>> Start
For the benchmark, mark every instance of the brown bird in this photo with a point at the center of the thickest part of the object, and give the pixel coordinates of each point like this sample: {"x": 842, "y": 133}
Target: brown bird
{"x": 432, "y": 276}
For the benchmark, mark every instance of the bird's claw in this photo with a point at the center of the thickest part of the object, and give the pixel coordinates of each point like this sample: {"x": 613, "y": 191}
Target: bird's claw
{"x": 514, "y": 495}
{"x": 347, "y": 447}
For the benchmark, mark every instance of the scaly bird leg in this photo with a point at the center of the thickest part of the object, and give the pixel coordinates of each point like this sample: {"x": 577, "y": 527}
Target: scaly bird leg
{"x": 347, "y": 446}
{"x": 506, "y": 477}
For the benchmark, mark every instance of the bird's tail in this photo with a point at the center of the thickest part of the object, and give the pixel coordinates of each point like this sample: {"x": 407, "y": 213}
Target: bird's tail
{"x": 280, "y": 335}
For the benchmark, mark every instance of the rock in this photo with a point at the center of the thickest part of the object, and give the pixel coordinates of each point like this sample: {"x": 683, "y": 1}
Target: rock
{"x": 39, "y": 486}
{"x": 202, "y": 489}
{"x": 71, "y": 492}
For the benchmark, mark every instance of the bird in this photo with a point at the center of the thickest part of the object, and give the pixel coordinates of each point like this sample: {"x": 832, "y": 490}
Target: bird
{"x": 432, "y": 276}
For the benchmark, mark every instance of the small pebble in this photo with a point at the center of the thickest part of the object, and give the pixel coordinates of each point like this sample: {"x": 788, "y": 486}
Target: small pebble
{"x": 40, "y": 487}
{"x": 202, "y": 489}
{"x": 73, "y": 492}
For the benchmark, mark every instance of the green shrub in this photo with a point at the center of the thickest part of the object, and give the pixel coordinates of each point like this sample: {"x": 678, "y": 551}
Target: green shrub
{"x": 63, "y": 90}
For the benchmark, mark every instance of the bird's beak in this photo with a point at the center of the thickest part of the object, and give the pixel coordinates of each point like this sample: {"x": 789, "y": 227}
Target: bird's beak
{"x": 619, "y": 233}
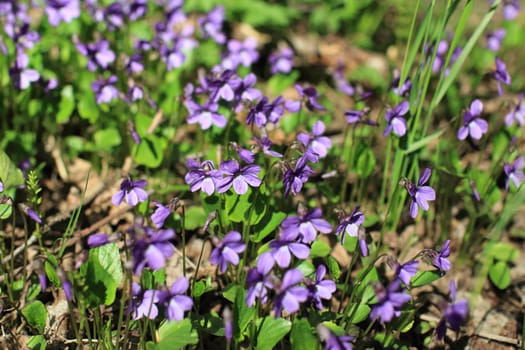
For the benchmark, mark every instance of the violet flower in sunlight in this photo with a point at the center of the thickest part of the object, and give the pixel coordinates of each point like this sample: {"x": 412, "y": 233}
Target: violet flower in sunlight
{"x": 289, "y": 295}
{"x": 62, "y": 11}
{"x": 281, "y": 61}
{"x": 143, "y": 303}
{"x": 395, "y": 120}
{"x": 318, "y": 144}
{"x": 501, "y": 75}
{"x": 131, "y": 191}
{"x": 310, "y": 96}
{"x": 150, "y": 248}
{"x": 473, "y": 124}
{"x": 495, "y": 38}
{"x": 420, "y": 194}
{"x": 320, "y": 288}
{"x": 98, "y": 54}
{"x": 332, "y": 341}
{"x": 264, "y": 144}
{"x": 177, "y": 303}
{"x": 517, "y": 113}
{"x": 305, "y": 226}
{"x": 514, "y": 172}
{"x": 227, "y": 250}
{"x": 440, "y": 259}
{"x": 455, "y": 313}
{"x": 390, "y": 300}
{"x": 202, "y": 176}
{"x": 349, "y": 224}
{"x": 259, "y": 280}
{"x": 237, "y": 177}
{"x": 356, "y": 117}
{"x": 211, "y": 25}
{"x": 293, "y": 180}
{"x": 511, "y": 9}
{"x": 105, "y": 90}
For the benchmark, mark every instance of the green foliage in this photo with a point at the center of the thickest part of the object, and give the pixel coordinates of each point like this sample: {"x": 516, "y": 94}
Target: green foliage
{"x": 103, "y": 274}
{"x": 270, "y": 331}
{"x": 174, "y": 335}
{"x": 35, "y": 314}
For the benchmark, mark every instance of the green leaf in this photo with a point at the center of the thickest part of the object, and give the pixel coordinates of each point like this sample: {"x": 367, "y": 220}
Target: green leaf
{"x": 270, "y": 331}
{"x": 423, "y": 142}
{"x": 269, "y": 222}
{"x": 103, "y": 274}
{"x": 10, "y": 175}
{"x": 195, "y": 218}
{"x": 302, "y": 335}
{"x": 320, "y": 249}
{"x": 499, "y": 274}
{"x": 67, "y": 104}
{"x": 502, "y": 251}
{"x": 242, "y": 314}
{"x": 365, "y": 162}
{"x": 150, "y": 152}
{"x": 35, "y": 314}
{"x": 175, "y": 335}
{"x": 105, "y": 139}
{"x": 423, "y": 278}
{"x": 37, "y": 342}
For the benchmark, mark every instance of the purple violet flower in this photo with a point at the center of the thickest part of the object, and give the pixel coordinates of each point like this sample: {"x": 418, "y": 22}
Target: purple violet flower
{"x": 289, "y": 294}
{"x": 62, "y": 11}
{"x": 495, "y": 38}
{"x": 98, "y": 54}
{"x": 455, "y": 313}
{"x": 202, "y": 176}
{"x": 501, "y": 75}
{"x": 305, "y": 226}
{"x": 310, "y": 95}
{"x": 239, "y": 178}
{"x": 143, "y": 304}
{"x": 227, "y": 250}
{"x": 281, "y": 61}
{"x": 514, "y": 172}
{"x": 259, "y": 280}
{"x": 132, "y": 191}
{"x": 517, "y": 113}
{"x": 175, "y": 300}
{"x": 473, "y": 125}
{"x": 293, "y": 180}
{"x": 420, "y": 194}
{"x": 389, "y": 301}
{"x": 150, "y": 247}
{"x": 320, "y": 289}
{"x": 318, "y": 144}
{"x": 349, "y": 224}
{"x": 105, "y": 90}
{"x": 395, "y": 120}
{"x": 206, "y": 115}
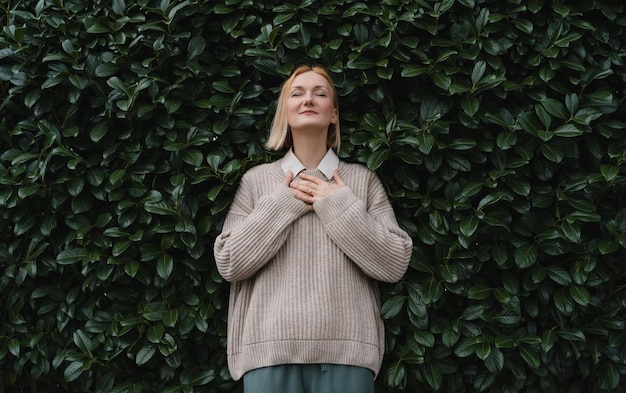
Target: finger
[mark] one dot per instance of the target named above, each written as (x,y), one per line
(310,178)
(288,178)
(337,178)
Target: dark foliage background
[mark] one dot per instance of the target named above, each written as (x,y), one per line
(497,126)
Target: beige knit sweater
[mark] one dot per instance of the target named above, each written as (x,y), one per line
(304,284)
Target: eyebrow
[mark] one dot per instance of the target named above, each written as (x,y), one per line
(314,88)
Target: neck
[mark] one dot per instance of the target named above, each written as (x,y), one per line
(310,151)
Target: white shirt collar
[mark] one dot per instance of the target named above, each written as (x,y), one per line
(327,166)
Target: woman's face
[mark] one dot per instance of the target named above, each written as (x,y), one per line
(310,103)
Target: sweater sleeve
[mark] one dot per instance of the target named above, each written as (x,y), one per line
(254,230)
(367,232)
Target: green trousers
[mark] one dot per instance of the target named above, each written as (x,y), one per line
(309,378)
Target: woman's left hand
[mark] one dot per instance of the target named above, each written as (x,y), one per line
(310,189)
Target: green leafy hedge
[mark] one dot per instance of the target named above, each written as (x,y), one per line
(497,126)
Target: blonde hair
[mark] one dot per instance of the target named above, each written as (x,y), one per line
(280,133)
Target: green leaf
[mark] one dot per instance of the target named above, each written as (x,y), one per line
(165,266)
(580,295)
(479,292)
(145,354)
(82,341)
(526,255)
(392,306)
(530,356)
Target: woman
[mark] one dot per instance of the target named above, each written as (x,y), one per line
(305,241)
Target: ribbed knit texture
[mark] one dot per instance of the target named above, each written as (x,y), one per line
(304,284)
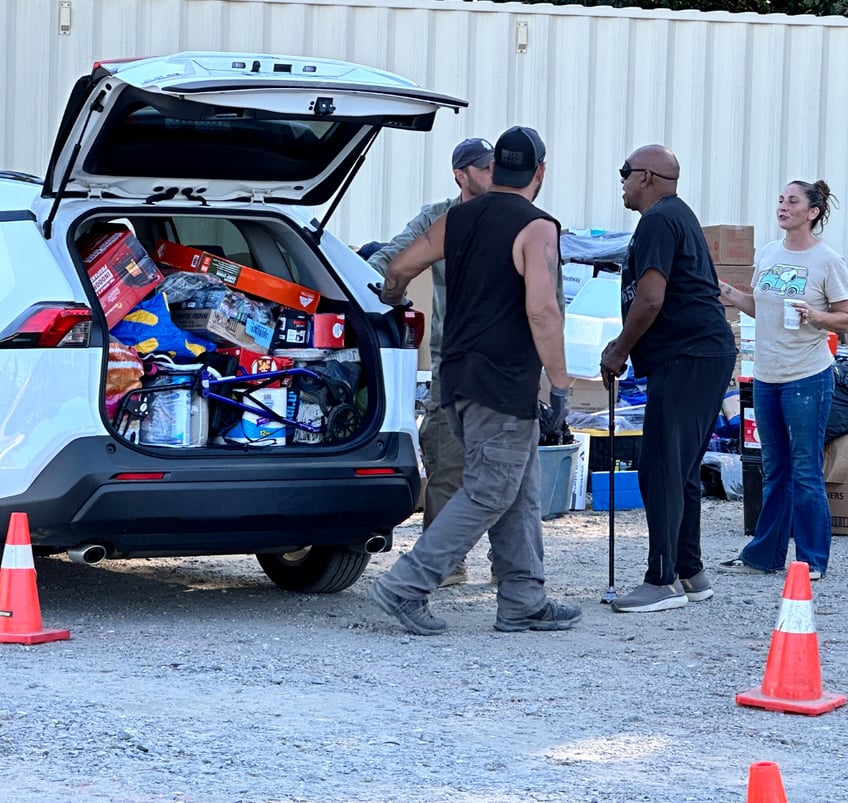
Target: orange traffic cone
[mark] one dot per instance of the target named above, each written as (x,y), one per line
(764,783)
(792,681)
(20,613)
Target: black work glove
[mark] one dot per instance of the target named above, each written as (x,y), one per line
(559,408)
(377,288)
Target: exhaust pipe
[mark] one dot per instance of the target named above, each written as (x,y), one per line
(90,554)
(375,544)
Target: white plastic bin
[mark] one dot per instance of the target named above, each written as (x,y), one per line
(592,319)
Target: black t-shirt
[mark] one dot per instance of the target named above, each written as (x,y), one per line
(691,321)
(488,353)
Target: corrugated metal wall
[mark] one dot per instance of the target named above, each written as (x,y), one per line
(747,102)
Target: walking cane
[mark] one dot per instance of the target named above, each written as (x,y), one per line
(611,595)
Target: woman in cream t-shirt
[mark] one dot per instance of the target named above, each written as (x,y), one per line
(793,380)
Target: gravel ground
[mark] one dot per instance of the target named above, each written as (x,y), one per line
(197,680)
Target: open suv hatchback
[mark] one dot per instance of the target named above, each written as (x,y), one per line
(222,153)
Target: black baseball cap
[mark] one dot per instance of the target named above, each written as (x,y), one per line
(518,152)
(475,152)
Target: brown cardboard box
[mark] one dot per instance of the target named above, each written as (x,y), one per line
(738,276)
(836,483)
(420,290)
(730,245)
(837,499)
(836,460)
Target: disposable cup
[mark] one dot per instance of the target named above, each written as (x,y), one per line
(791,316)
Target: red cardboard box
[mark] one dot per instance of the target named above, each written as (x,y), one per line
(291,331)
(254,362)
(327,330)
(248,280)
(121,271)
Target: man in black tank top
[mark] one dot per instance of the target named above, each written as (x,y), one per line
(503,322)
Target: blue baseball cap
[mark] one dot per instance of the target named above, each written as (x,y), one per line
(475,152)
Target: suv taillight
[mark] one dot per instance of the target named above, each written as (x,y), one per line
(49,326)
(413,329)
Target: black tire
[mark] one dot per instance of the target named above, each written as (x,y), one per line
(315,569)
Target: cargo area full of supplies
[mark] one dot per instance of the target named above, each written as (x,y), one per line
(219,336)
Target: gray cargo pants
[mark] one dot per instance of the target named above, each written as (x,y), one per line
(500,493)
(443,456)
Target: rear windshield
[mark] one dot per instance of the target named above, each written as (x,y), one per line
(216,142)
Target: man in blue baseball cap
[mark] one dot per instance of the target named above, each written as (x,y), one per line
(442,452)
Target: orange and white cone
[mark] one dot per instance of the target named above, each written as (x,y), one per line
(20,612)
(792,680)
(765,784)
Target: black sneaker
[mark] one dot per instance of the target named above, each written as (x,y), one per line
(413,614)
(554,616)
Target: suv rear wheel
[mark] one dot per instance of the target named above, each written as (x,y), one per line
(315,569)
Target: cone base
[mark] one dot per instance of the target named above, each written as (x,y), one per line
(38,637)
(827,702)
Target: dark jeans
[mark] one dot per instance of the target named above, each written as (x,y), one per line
(791,420)
(684,398)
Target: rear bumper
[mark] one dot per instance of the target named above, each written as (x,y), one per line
(217,504)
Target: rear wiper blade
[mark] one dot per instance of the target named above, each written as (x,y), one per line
(96,106)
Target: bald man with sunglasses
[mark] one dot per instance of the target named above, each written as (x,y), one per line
(675,333)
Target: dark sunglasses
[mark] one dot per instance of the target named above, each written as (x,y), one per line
(625,171)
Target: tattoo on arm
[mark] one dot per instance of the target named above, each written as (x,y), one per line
(552,260)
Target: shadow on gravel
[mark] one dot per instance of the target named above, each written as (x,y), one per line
(186,588)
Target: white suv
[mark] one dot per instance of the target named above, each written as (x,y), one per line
(224,153)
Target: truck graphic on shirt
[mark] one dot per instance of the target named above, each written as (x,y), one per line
(785,280)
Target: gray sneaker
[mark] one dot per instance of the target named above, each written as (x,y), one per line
(457,576)
(738,566)
(413,614)
(554,616)
(697,588)
(648,597)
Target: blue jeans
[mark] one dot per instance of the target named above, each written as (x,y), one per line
(791,419)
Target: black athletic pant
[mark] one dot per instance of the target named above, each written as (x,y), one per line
(684,398)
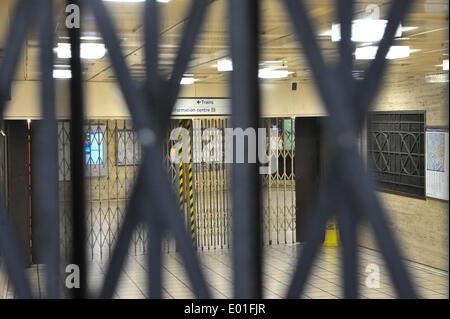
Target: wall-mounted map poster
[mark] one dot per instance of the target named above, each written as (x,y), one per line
(436,169)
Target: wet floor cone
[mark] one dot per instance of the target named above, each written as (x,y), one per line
(331,235)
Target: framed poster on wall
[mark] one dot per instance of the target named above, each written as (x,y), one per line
(436,166)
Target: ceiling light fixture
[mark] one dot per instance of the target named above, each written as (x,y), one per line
(364,30)
(273,73)
(131,1)
(395,52)
(224,65)
(187,81)
(90,51)
(62,74)
(437,78)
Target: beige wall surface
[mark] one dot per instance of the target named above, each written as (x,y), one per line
(104,100)
(420,225)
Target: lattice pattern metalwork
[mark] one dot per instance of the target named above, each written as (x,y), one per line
(346,99)
(279,188)
(396,151)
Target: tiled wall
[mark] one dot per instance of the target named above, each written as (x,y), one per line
(421,225)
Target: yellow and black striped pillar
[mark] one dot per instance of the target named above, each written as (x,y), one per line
(181,168)
(191,190)
(186,184)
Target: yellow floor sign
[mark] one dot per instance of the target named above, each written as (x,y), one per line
(331,235)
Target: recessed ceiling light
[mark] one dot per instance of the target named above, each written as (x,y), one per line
(62,66)
(224,65)
(395,52)
(187,81)
(90,38)
(131,1)
(271,73)
(62,74)
(91,51)
(437,78)
(364,30)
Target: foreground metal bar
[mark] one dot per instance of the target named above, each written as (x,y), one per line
(77,161)
(346,216)
(247,241)
(14,262)
(46,157)
(152,168)
(155,229)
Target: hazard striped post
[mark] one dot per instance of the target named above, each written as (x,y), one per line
(191,190)
(180,154)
>> End
→ **Short problem**: Only the lines from the one with "Target: yellow floor sign" through the end of the material are wanted; copy them exactly, both ends included.

→ **Result**:
Target: yellow floor sign
[mark] one dot per instance of the target named above, each written as (x,y), one per line
(331,235)
Target: recessed ceiling light
[mark] one dot per instance of the target named above, each written as (x,y), one per line
(62,66)
(224,65)
(395,52)
(187,81)
(90,38)
(131,1)
(271,73)
(62,74)
(91,51)
(437,78)
(364,30)
Target: foreground metal bar
[mark] one dot per instance of the target named above, each written as (x,y), one per line
(77,161)
(346,216)
(247,241)
(14,262)
(46,157)
(152,168)
(155,229)
Target: hazard striped post
[mark] one dot per instance of the target named above, each written as (x,y), one per line
(191,190)
(180,154)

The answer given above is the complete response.